◆ What is required:
Starting at the beginning of the records and stopping after the line that contains "(1262, 212)", rewrite those lines with every "doghouse" changed to "kennel" and everything else unchanged. Leave the pictures out of the answer.

(Records pointing to named objects)
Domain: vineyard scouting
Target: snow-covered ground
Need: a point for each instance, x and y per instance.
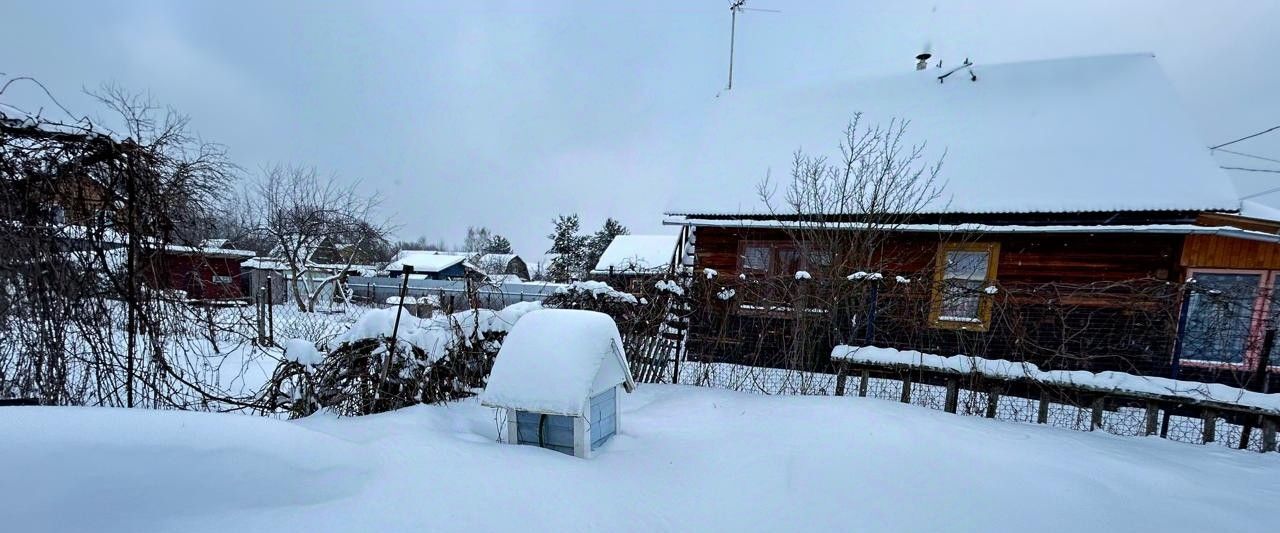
(686, 459)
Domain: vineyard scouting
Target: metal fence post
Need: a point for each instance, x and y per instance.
(400, 306)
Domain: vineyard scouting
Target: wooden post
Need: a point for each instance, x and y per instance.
(1246, 433)
(1210, 426)
(952, 395)
(1152, 418)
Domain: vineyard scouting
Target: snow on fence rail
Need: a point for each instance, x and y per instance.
(1118, 402)
(1105, 382)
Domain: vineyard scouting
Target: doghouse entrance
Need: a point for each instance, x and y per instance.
(552, 432)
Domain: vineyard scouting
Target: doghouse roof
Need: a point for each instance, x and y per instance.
(553, 360)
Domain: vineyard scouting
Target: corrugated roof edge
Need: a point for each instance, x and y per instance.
(1013, 228)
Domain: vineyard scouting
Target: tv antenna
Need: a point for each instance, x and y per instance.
(736, 7)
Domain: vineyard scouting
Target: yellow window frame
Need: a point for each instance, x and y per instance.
(984, 301)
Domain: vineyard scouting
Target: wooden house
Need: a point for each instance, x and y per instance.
(1078, 215)
(558, 378)
(635, 258)
(502, 265)
(204, 273)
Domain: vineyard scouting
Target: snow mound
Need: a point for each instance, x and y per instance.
(775, 464)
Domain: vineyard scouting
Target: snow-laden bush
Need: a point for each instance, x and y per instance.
(432, 360)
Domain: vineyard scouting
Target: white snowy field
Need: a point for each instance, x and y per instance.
(688, 459)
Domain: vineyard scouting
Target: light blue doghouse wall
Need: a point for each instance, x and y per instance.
(557, 381)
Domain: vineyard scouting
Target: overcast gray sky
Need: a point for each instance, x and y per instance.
(504, 114)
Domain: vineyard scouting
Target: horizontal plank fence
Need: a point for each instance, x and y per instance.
(1011, 400)
(1065, 405)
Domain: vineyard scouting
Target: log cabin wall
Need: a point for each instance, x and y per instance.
(1210, 251)
(1112, 322)
(1068, 258)
(1217, 251)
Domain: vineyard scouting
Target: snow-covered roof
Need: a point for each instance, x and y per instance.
(554, 360)
(1093, 133)
(1226, 231)
(1102, 381)
(496, 258)
(638, 254)
(425, 262)
(1262, 212)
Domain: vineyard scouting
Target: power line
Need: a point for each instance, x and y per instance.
(1261, 194)
(1251, 169)
(1247, 137)
(1248, 155)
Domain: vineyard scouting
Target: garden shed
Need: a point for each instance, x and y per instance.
(557, 379)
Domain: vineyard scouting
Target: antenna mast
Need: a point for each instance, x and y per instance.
(736, 7)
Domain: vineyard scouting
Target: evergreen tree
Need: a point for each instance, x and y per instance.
(600, 241)
(568, 249)
(476, 240)
(497, 245)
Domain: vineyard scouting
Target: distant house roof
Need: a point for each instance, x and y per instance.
(554, 360)
(497, 258)
(1101, 133)
(1252, 209)
(204, 251)
(638, 254)
(428, 262)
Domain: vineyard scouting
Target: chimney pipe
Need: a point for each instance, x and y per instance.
(922, 60)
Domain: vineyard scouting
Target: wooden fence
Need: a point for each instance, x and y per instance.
(1106, 408)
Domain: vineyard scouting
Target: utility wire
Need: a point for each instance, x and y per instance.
(1247, 137)
(1251, 169)
(1261, 194)
(1248, 155)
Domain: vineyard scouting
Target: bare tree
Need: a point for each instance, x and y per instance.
(836, 214)
(88, 215)
(316, 226)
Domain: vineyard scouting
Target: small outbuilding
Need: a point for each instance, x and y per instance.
(557, 378)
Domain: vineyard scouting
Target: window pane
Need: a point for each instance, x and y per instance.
(1219, 317)
(967, 265)
(789, 262)
(960, 300)
(818, 259)
(757, 258)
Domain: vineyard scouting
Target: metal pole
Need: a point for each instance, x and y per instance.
(871, 315)
(1175, 367)
(270, 311)
(400, 305)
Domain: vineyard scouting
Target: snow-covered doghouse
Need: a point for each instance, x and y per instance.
(557, 377)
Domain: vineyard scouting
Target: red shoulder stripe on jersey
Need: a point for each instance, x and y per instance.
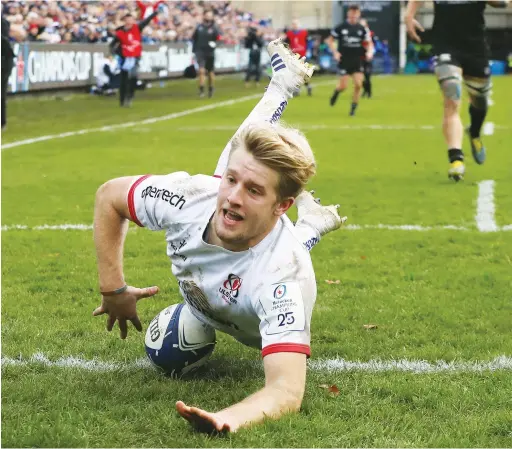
(286, 347)
(131, 202)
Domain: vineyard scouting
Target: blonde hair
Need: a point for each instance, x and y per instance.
(285, 150)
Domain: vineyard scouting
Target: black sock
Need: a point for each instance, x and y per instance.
(454, 154)
(477, 120)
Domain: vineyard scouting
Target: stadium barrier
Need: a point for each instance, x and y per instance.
(39, 66)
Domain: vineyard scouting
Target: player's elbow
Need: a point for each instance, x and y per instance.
(106, 193)
(104, 190)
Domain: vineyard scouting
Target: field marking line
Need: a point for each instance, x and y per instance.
(348, 227)
(500, 363)
(309, 127)
(147, 121)
(485, 207)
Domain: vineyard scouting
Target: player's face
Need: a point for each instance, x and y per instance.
(208, 17)
(353, 16)
(247, 205)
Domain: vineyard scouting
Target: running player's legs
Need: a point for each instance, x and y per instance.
(201, 61)
(449, 77)
(357, 82)
(478, 83)
(342, 84)
(270, 107)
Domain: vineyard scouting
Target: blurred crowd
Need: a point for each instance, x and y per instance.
(95, 21)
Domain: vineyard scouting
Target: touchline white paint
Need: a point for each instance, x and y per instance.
(500, 363)
(485, 207)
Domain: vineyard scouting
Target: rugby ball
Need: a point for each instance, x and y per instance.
(178, 343)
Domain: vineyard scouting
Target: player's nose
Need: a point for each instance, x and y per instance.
(235, 196)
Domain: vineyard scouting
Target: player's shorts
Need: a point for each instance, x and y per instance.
(206, 61)
(472, 64)
(350, 66)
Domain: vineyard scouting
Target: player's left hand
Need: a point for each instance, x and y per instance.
(202, 420)
(123, 308)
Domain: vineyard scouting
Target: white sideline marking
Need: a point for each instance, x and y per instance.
(349, 227)
(485, 207)
(488, 129)
(130, 124)
(500, 363)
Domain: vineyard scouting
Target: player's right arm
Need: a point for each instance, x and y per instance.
(411, 23)
(499, 3)
(149, 201)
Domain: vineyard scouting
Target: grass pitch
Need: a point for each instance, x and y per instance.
(435, 294)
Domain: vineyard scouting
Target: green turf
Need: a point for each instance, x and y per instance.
(435, 295)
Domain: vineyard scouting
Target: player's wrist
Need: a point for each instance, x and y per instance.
(114, 292)
(111, 286)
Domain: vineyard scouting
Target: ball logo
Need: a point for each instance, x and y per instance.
(280, 291)
(154, 329)
(233, 284)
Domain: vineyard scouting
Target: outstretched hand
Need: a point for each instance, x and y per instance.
(413, 26)
(123, 308)
(202, 420)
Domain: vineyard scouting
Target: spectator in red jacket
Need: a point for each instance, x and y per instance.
(127, 44)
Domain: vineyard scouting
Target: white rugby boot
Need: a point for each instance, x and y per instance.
(289, 70)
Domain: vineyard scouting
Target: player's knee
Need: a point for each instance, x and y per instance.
(450, 82)
(479, 91)
(452, 91)
(451, 106)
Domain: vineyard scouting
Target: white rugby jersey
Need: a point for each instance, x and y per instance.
(263, 297)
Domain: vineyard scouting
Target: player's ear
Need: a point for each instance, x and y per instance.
(283, 205)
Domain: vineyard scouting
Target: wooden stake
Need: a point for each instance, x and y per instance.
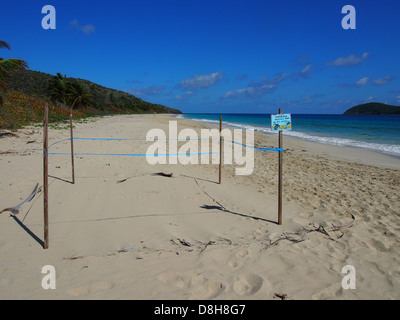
(280, 176)
(46, 177)
(220, 149)
(72, 147)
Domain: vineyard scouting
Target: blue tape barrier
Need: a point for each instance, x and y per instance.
(144, 154)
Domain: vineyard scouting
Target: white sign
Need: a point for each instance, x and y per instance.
(281, 122)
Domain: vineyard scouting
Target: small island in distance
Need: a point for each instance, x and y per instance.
(373, 108)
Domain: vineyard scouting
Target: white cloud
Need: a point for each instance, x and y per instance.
(184, 96)
(349, 61)
(383, 80)
(87, 29)
(362, 82)
(256, 89)
(202, 81)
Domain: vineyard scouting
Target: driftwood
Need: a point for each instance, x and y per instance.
(15, 210)
(300, 236)
(169, 175)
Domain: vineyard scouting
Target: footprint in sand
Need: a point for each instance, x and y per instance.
(247, 284)
(91, 288)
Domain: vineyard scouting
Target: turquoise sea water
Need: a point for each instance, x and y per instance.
(379, 133)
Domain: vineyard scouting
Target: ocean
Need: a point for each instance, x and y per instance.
(380, 133)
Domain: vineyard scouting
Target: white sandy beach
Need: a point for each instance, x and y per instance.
(187, 237)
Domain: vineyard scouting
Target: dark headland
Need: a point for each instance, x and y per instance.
(373, 108)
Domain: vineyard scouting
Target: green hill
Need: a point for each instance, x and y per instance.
(373, 108)
(104, 100)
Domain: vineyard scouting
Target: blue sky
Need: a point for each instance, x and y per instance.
(252, 56)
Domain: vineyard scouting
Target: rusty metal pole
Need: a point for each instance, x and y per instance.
(220, 149)
(46, 177)
(280, 176)
(72, 147)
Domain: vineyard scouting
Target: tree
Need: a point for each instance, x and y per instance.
(77, 95)
(7, 66)
(59, 89)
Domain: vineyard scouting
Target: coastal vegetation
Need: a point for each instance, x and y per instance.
(23, 94)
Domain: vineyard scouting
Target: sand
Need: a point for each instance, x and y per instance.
(187, 237)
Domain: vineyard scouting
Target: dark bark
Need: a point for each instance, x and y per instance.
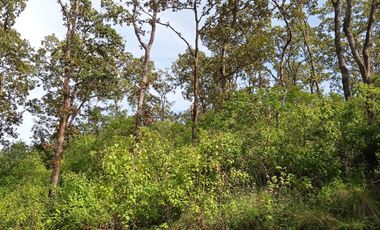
(194, 116)
(65, 108)
(340, 51)
(144, 83)
(289, 37)
(364, 62)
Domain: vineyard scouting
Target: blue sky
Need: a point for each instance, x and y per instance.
(44, 17)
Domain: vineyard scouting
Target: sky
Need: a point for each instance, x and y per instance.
(44, 17)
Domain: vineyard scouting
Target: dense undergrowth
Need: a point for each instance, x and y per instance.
(267, 160)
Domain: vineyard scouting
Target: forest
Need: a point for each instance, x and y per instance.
(282, 130)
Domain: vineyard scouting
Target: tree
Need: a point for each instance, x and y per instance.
(340, 50)
(142, 13)
(364, 61)
(199, 13)
(15, 69)
(238, 37)
(85, 66)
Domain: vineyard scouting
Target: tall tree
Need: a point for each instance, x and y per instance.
(15, 69)
(199, 12)
(364, 61)
(141, 14)
(340, 50)
(85, 66)
(237, 34)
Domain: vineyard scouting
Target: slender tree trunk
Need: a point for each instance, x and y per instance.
(313, 76)
(143, 84)
(194, 135)
(364, 62)
(72, 18)
(141, 94)
(289, 38)
(340, 51)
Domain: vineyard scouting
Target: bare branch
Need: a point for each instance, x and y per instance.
(178, 34)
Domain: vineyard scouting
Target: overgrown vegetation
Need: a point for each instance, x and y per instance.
(283, 131)
(292, 166)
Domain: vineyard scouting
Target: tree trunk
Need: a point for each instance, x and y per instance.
(72, 18)
(194, 116)
(340, 52)
(143, 84)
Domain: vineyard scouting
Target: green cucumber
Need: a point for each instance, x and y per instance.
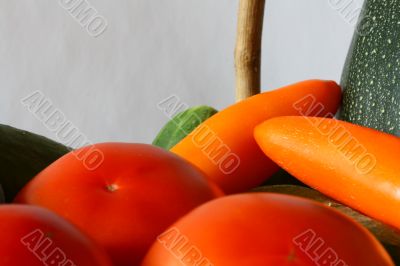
(371, 76)
(23, 155)
(2, 199)
(182, 125)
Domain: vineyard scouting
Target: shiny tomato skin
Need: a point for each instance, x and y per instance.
(132, 196)
(21, 245)
(264, 229)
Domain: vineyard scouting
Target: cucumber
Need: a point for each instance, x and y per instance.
(371, 76)
(2, 199)
(23, 155)
(182, 125)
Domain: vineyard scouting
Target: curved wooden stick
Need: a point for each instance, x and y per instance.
(248, 48)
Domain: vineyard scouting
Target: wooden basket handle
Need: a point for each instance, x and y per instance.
(248, 48)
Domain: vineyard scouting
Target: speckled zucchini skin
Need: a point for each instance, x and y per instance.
(371, 76)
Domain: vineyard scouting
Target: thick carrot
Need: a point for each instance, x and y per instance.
(224, 146)
(355, 165)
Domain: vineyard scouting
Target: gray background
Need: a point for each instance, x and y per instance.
(109, 86)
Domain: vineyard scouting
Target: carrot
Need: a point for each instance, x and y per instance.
(224, 147)
(355, 165)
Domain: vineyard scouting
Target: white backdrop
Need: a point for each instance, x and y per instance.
(109, 86)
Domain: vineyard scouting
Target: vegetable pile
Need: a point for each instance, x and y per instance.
(138, 204)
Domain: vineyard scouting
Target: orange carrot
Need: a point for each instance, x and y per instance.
(355, 165)
(224, 146)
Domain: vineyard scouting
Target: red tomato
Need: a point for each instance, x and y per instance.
(132, 195)
(36, 237)
(263, 229)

◆ The reply:
Domain: vineyard scouting
Target: snow-covered ground
Need: a point for each instance, x and y per instance.
(686, 459)
Domain: vineyard scouting
Target: metal fence post
Need: a point for each instance, x and y per instance.
(400, 306)
Domain: vineyard scouting
Target: wooden post
Need: a point for each instance, x and y per instance.
(1246, 433)
(1210, 426)
(952, 395)
(1152, 418)
Domain: vineyard scouting
Target: snow on fence rail
Need: a point for each instance, x and y per instance.
(1118, 402)
(1105, 382)
Domain: vineyard scouting
Target: kennel entrance
Need: a point for each instance, x and y per instance.
(552, 432)
Domain: vineyard scouting
Target: kennel roof
Need: a point for each instance, x and y per instance.
(553, 360)
Domain: vineyard scouting
Target: corrugated roof edge
Need: a point for each instance, x and y per instance.
(1013, 228)
Domain: vineyard scouting
Target: tv antenna
Need: a point for each instance, x and y per instance.
(736, 7)
Domain: vineyard scouting
Target: yellow window frame
Need: a point for each instance, x and y per instance.
(984, 301)
Domain: vineyard scouting
Target: wooden house
Need: a point for each instance, x and y per instance.
(1078, 215)
(558, 378)
(635, 258)
(502, 265)
(204, 273)
Domain: vineyard scouting
Target: snow mound
Need: a point for each instance, x and y per instance.
(775, 464)
Domain: vineyard scouting
Target: snow-laden bush
Need: a point for each instance, x and y per instance.
(432, 360)
Domain: vineyard scouting
Target: white snowy field
Need: a point for each instance, x and y per instance.
(688, 459)
Domain: vineyard scouting
Target: light blue kennel wall
Need: a point for each instance, x and y per instance.
(557, 381)
Domain: vineyard scouting
Target: overcast gray sky
Need: a point for each instance, x and y per instance.
(504, 114)
Domain: vineyard scouting
Target: horizontal plank fence
Need: a point for each instance, x and y per instance.
(1011, 400)
(1065, 405)
Domain: vineyard scouting
Target: log cabin wall
Need: a point for each instance, x and y per instance.
(1210, 251)
(1112, 322)
(1068, 258)
(1217, 251)
Domain: vineyard scouting
Target: snow-covered roof
Need: a point for each instance, x and y per instance.
(554, 360)
(1093, 133)
(1226, 231)
(1102, 381)
(496, 258)
(638, 254)
(425, 262)
(1262, 212)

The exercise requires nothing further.